REQUISITOS DEL PROBLEMA: ¿Puedes citar íntegro y sin cambios el hilo del foro sobre cómo traducir «auprès de» que aparece más abajo?

TEXTO DE LECTURA:

------------------------------------------------------------

# auprès de (quelqu'un  .../  administration...)



## claudie

El senor B me recomendo *hacia...?? *Se dice ?

gracias !!


----------



## esteban

Hola Claudie,


"El señor Hernández lo recomendó *a* mi tía."


Saludos


----------



## ena 63

*Nueva pregunta*​
Hola:
Necesito una ayuda urgente, si sois tan amables, con esta pequeña traducción:

Pour promouvoir vos événements, vos artistes, vos nouveautés, auprès des professionnels ... WATT NEWS met à votre disposition le Newsbag, la Pompe à Sons et le Point Ecoute.
Pour plus d'informations ou pour réserver votre espace de promotion, contactez-nous au 05..;

Para promocionar sus eventos, sus artistas, sus novedades, ¿¿¿en torno, hacia??   profesionales ...WATT NEWS pone a su disposición el Newsbag, la Bombe de sonidos y el Punto Escucha.
Para más información,( o para obtener más información, no sé que poner) o para reservar su espacio de promoción, nos puede contactar al 05...

Muchas gracias de antemano.


----------



## Passi

Hola Ena 

Tienes razón la traducción de "auprès" es bastante difícil,
 para mí aquí significa promocionar sus eventos dirigiéndose a profesionales espero haberte ayudado que tengas un buen fin de semana.


----------



## totor

yo pondría *ante*.


----------



## ena 63

Gracias a los dos.

Saludos.


----------



## Elish

*Nueva pregunta*​

"Je te sais* auprès *d'un homme que tu aimes"
Entiendo el concepto pero no sabría traducirlo, alguien tiene alguna idea ?

------------------------------------------------------------

DATOS SIN PROCESAR:
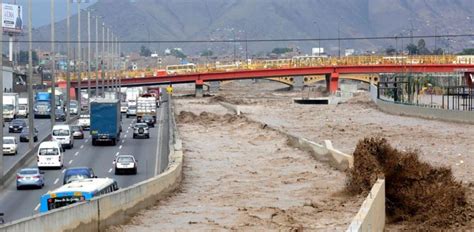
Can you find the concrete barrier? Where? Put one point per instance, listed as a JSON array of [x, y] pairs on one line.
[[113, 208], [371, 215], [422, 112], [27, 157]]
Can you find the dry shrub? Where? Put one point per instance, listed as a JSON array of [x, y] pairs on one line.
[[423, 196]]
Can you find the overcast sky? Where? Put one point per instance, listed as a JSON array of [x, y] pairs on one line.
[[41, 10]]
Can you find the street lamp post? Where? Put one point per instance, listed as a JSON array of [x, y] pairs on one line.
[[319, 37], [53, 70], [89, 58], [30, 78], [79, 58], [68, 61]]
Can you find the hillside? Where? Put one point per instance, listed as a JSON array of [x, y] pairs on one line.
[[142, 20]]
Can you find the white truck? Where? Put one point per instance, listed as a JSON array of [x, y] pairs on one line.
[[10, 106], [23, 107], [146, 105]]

------------------------------------------------------------

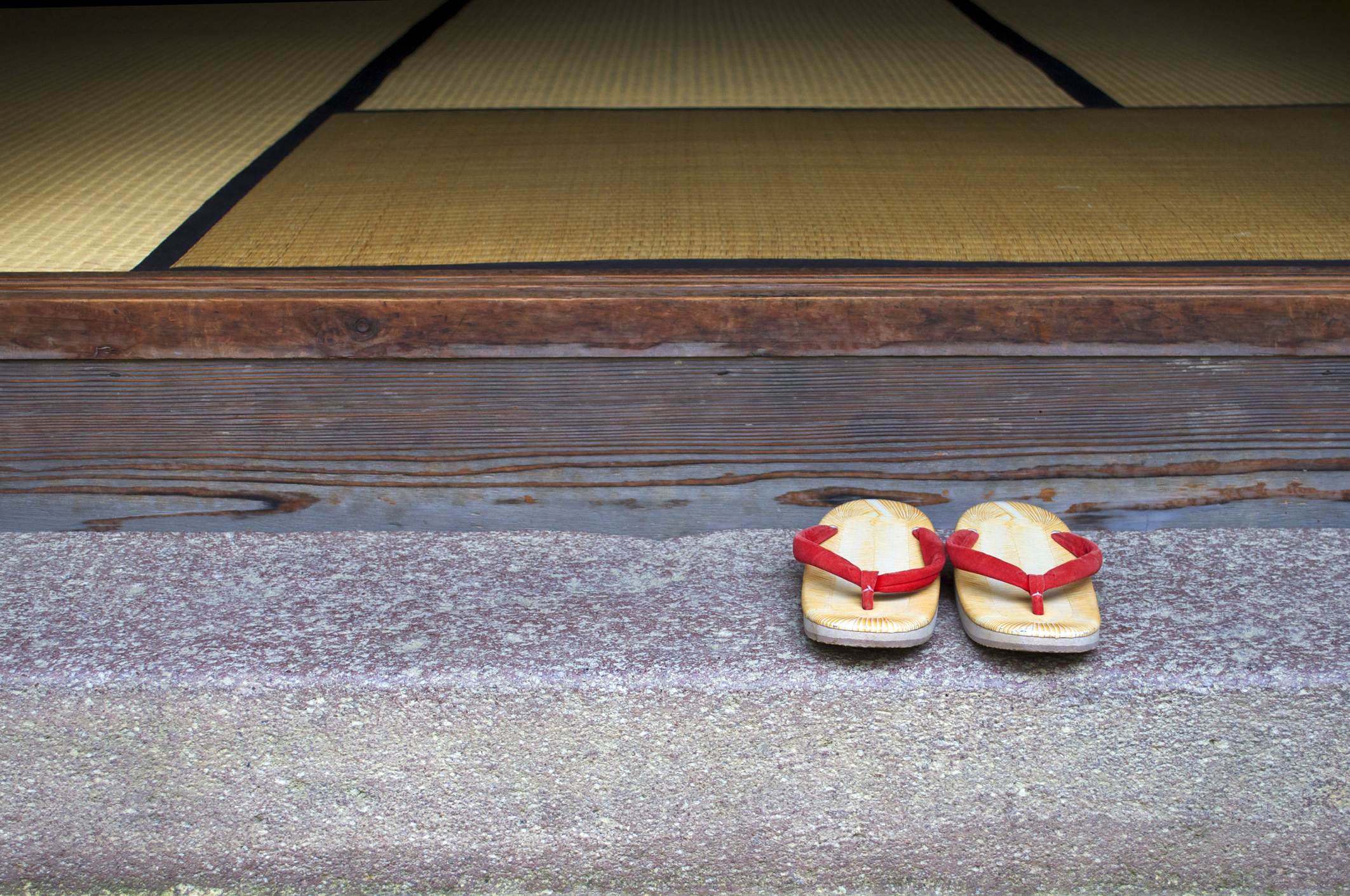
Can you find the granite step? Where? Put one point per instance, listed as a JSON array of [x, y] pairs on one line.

------------------------------------------------------------

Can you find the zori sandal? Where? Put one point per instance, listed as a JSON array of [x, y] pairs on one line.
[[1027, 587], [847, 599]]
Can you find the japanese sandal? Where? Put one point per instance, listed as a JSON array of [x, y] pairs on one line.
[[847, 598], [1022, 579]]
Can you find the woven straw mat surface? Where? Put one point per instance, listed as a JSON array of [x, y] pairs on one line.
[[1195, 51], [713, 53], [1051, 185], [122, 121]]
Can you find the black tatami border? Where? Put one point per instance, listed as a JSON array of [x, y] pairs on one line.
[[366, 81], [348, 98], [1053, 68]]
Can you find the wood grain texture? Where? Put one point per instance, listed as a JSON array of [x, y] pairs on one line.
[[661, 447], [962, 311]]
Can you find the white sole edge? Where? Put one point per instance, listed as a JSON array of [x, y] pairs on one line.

------------------------------------------------------------

SALIDA COMPLETA:
# auprès de (quelqu'un  .../  administration...)



## claudie

El senor B me recomendo *hacia...?? *Se dice ?

gracias !!


----------



## esteban

Hola Claudie,


"El señor Hernández lo recomendó *a* mi tía."


Saludos


----------



## ena 63

*Nueva pregunta*​
Hola:
Necesito una ayuda urgente, si sois tan amables, con esta pequeña traducción:

Pour promouvoir vos événements, vos artistes, vos nouveautés, auprès des professionnels ... WATT NEWS met à votre disposition le Newsbag, la Pompe à Sons et le Point Ecoute.
Pour plus d'informations ou pour réserver votre espace de promotion, contactez-nous au 05..;

Para promocionar sus eventos, sus artistas, sus novedades, ¿¿¿en torno, hacia??   profesionales ...WATT NEWS pone a su disposición el Newsbag, la Bombe de sonidos y el Punto Escucha.
Para más información,( o para obtener más información, no sé que poner) o para reservar su espacio de promoción, nos puede contactar al 05...

Muchas gracias de antemano.


----------



## Passi

Hola Ena 

Tienes razón la traducción de "auprès" es bastante difícil,
 para mí aquí significa promocionar sus eventos dirigiéndose a profesionales espero haberte ayudado que tengas un buen fin de semana.


----------



## totor

yo pondría *ante*.


----------



## ena 63

Gracias a los dos.

Saludos.


----------



## Elish

*Nueva pregunta*​

"Je te sais* auprès *d'un homme que tu aimes"
Entiendo el concepto pero no sabría traducirlo, alguien tiene alguna idea ?